OMSCHRIJVING OPDRACHT:
Ga verder met de brief over het geld en de taken van woningcorporaties, na de laatste zin die hieronder staat.

STUK TEKST:
* * * * * * *

Brief regering : Bestedingsruimte en opgaven voor woningcorporaties
29 453 Woningcorporaties
Nr. 520 BRIEF VAN DE MINISTER VAN BINNENLANDSE ZAKEN EN KONINKRIJKSRELATIES
Aan de Voorzitter van de Tweede Kamer der Staten-Generaal
Den Haag, 3 juli 2020
Iedereen in Nederland moet prettig kunnen wonen in een fijne leefomgeving. Om dat
te bereiken, staat Nederland voor een aantal grote maatschappelijke opgaven op de
woningmarkt. Woningcorporaties leveren daar een onmisbare bijdrage aan. Van hen wordt
gevraagd om meer te bouwen om het woningtekort in te lopen en zo tijdens de coronacrisis
hun anti-cyclische rol op te pakken. De betaalbaarheid van huurwoningen is hierbij
een groot aandachtspunt en daarnaast moet de woningvoorraad aardgasvrij en verduurzaamd
worden. In het licht van deze opgaven is de afgelopen jaren de politieke en maatschappelijke
discussie opgekomen over hoe de financiële positie van corporaties zich verhoudt tot
deze opgaven. Met de motie van het lid Ronnes c.s. is de regering verzocht om te onderzoeken
hoe bereikt kan worden dat corporaties op de korte en lange termijn hun maatschappelijke
opgaven in voldoende mate kunnen oppakken. Dit onderzoek doe ik u hierbij toekomen.1, 2
De conclusie van het onderzoek is dat corporaties over onvoldoende middelen beschikken
om alle maatschappelijke opgaven tot en met 2035 op te pakken. Bij handhaving van
het huidig beleid en bij het volledig oppakken van de berekende maatschappelijke opgave,
ontstaan vanaf 2024 op regionaal niveau financiële knelpunten en is er vanaf 2028
sprake van een sectorbreed tekort. Dat betekent dat het overgrote deel van de corporaties
vanaf dat moment niet genoeg huurwoningen kunnen bouwen, verduurzamen of betaalbaar
kunnen houden. Een kwart van de opgave blijft zo liggen, ter grootte van € 30 miljard.

* * * * * * *

AANGELEVERD MATERIAAL:

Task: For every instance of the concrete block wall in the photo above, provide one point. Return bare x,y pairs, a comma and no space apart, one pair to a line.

* * * * * * *

ANTWOORD:
De tekorten zijn het grootst en ontstaan het eerst in de regio Haaglanden/Midden-Holland/Rotterdam.
Voor de maatschappelijke opgave zijn hogere investeringsniveau’s nodig dan de afgelopen
jaren. Alternatieve demografische scenario’s of een ander verduurzamingstempo veranderen
enkel de maatvoering en doen niet af aan deze conclusie. Er is dus sprake van een
structurele disbalans tussen opgaven en middelen, die structurele oplossingen vergt.
Voor de korte termijn is het van belang om te zorgen dat investeringen in de maatschappelijke
opgaven doorgaan. Dat vergt van corporaties een maximale inspanning, binnen hun huidige
financiële mogelijkheden. Dat is niet vanzelfsprekend. De berekende tekorten ontstaan
over enkele jaren, maar werpen hun schaduw vooruit. Hoewel de jaarlijkse rapportage
Indicatieve Bestedingsruimte Woningcorporaties (IBW) laat zien dat corporaties nog
meer kunnen lenen om te investeren in de maatschappelijke opgave, wordt bij een besluit
daarover rekening gehouden met de toekomstige financiële positie3. De huidige leenruimte is al betrokken in het onderzoek naar aanleiding van de motie
van het lid Ronnes c.s. De IBW kan dus niet weggestreept worden tegen het berekende
tekort.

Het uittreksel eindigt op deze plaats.